Kegiatan pengembangbiakan kumbang wawung atau dikenal juga kumbang tanduk di perkebunan sawit, termasuk tindakan ilegal. Kalangan petani mengecam aksi sejumlah kelompok masyarakat yang membudidayakan kumbang tanduk. Peneliti yang tergabung di Pusat Penelitian Kelapa Sawit (PPKS) sudah lama menemukan teknik pengendalian hama kumbang.
Asmar Arsjad, Sekjen Asosiasi Petani Kelapa Sawit Indonesia (APKASINDO), merasa geram dengan tindakan sejumlah yang mengatasnamakan Kelompok Pemuda Menolak Sawit Ilegal (KPMSI). Pasalnya, kelompok ini mengembangbiakkan wawung – lebih dikenal sebagai kumbang hama kelapa – untuk mematikan tanaman sawit yang berada di lahan ilegal.

Cuplikan Data:
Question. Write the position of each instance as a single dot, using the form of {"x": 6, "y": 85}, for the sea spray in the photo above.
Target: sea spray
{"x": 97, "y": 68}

Tugas Tertulis 1:
Dalam teks tentang kumbang tanduk, apa jabatan Asmar Arsjad?
Tugas Tertulis 2:
Tolong tuliskan kembali persis bagian teks tentang kumbang tanduk dari "Asmar Arsjad, Sekjen" sampai "di lahan ilegal.".

Hasil Tugas 1:
Sekjen Asosiasi Petani Kelapa Sawit Indonesia (APKASINDO).

Hasil Tugas 2:
Asmar Arsjad, Sekjen Asosiasi Petani Kelapa Sawit Indonesia (APKASINDO), merasa geram dengan tindakan sejumlah yang mengatasnamakan Kelompok Pemuda Menolak Sawit Ilegal (KPMSI). Pasalnya, kelompok ini mengembangbiakkan wawung – lebih dikenal sebagai kumbang hama kelapa – untuk mematikan tanaman sawit yang berada di lahan ilegal.